* Written request
Give back the listing word for word, starting at its first line and ending after the line that contains "[689,188,708,271]", with both of those lines included. Leave the pictures out of your answer.

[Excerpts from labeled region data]
==============================

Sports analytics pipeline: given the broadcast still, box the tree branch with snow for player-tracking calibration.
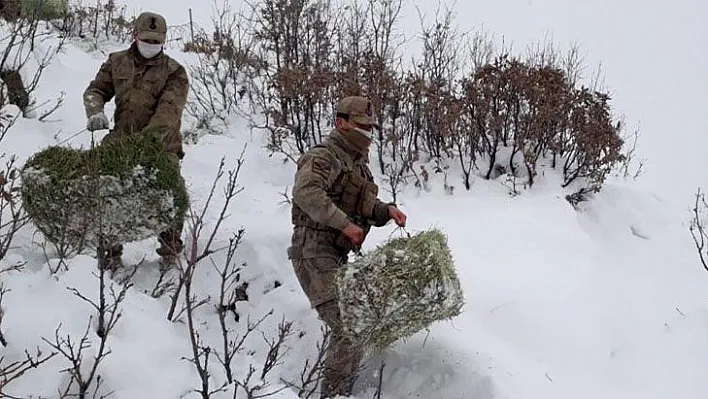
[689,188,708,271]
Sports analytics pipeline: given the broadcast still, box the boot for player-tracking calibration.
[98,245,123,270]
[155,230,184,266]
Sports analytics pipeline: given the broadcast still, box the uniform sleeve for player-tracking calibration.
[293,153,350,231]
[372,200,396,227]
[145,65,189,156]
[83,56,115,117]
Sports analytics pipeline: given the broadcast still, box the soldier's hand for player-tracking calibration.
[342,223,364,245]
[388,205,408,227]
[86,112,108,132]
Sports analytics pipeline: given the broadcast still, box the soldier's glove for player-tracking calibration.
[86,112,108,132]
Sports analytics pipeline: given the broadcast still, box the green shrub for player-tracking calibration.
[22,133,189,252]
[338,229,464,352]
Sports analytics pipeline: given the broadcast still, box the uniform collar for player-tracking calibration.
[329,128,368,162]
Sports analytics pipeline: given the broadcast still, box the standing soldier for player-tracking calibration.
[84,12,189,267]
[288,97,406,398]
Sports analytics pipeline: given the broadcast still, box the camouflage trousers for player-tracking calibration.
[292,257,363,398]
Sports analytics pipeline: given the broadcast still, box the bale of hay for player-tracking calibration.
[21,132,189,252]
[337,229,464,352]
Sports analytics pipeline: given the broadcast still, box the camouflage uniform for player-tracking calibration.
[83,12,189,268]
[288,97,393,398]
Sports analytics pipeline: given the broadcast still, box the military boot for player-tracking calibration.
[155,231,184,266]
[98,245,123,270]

==============================

* Answer for the task
Sports analytics pipeline: given the broadcast still, box the tree branch with snow for player-tracking calibration.
[689,188,708,271]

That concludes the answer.